- **STATED GOAL**:
Filter the rows below, copying each line that contains the string "island". Case counts.

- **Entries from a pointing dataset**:
☆ ☆ ☆ ☆ ☆

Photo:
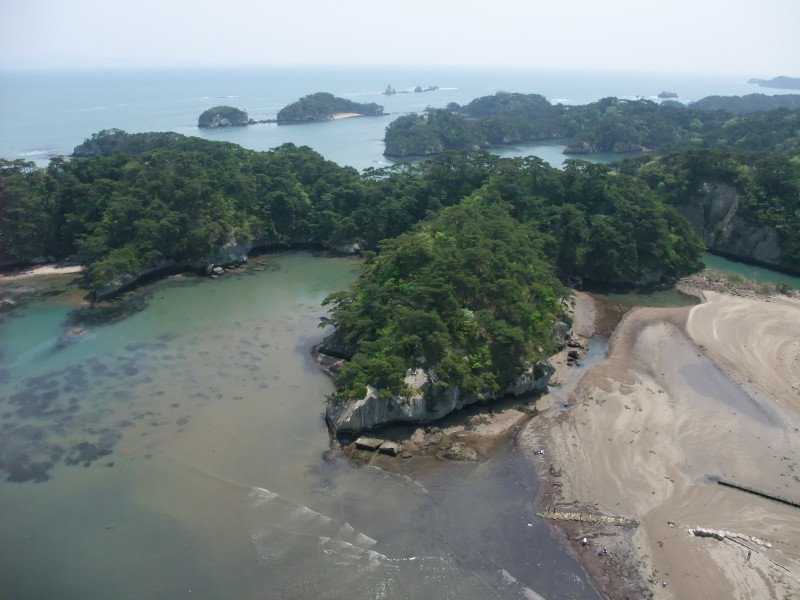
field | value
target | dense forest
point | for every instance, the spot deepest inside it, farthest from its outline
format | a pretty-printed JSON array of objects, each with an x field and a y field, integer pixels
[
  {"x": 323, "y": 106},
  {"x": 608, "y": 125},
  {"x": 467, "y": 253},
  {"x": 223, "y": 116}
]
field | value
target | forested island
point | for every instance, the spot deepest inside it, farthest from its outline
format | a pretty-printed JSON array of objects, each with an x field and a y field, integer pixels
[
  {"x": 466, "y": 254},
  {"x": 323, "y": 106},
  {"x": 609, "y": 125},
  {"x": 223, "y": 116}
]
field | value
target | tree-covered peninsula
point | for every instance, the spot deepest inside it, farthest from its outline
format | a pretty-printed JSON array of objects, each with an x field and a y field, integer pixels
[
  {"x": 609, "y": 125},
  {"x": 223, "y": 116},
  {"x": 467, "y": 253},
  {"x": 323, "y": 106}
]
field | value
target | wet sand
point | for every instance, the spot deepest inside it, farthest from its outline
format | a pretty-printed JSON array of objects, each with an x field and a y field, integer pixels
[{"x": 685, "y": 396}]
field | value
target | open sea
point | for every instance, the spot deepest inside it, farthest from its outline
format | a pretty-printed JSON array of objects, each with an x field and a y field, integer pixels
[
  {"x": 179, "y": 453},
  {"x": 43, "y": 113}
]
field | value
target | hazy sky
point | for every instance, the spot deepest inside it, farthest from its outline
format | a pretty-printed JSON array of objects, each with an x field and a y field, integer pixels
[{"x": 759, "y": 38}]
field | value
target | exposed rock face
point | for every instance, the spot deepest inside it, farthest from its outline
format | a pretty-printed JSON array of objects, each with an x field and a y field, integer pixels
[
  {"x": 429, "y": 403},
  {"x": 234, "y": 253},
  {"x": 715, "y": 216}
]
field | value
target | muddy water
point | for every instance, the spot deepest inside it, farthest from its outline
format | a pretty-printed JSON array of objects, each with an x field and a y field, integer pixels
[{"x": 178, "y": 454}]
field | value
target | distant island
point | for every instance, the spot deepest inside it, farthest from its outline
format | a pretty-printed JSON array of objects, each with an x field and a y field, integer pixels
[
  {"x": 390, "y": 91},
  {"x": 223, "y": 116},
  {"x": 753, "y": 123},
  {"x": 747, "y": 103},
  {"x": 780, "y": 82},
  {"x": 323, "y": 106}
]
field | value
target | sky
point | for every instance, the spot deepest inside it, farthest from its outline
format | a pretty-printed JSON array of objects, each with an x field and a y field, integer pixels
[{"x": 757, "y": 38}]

☆ ☆ ☆ ☆ ☆

- **EXPECTED OUTPUT**:
target | forested island
target | distant island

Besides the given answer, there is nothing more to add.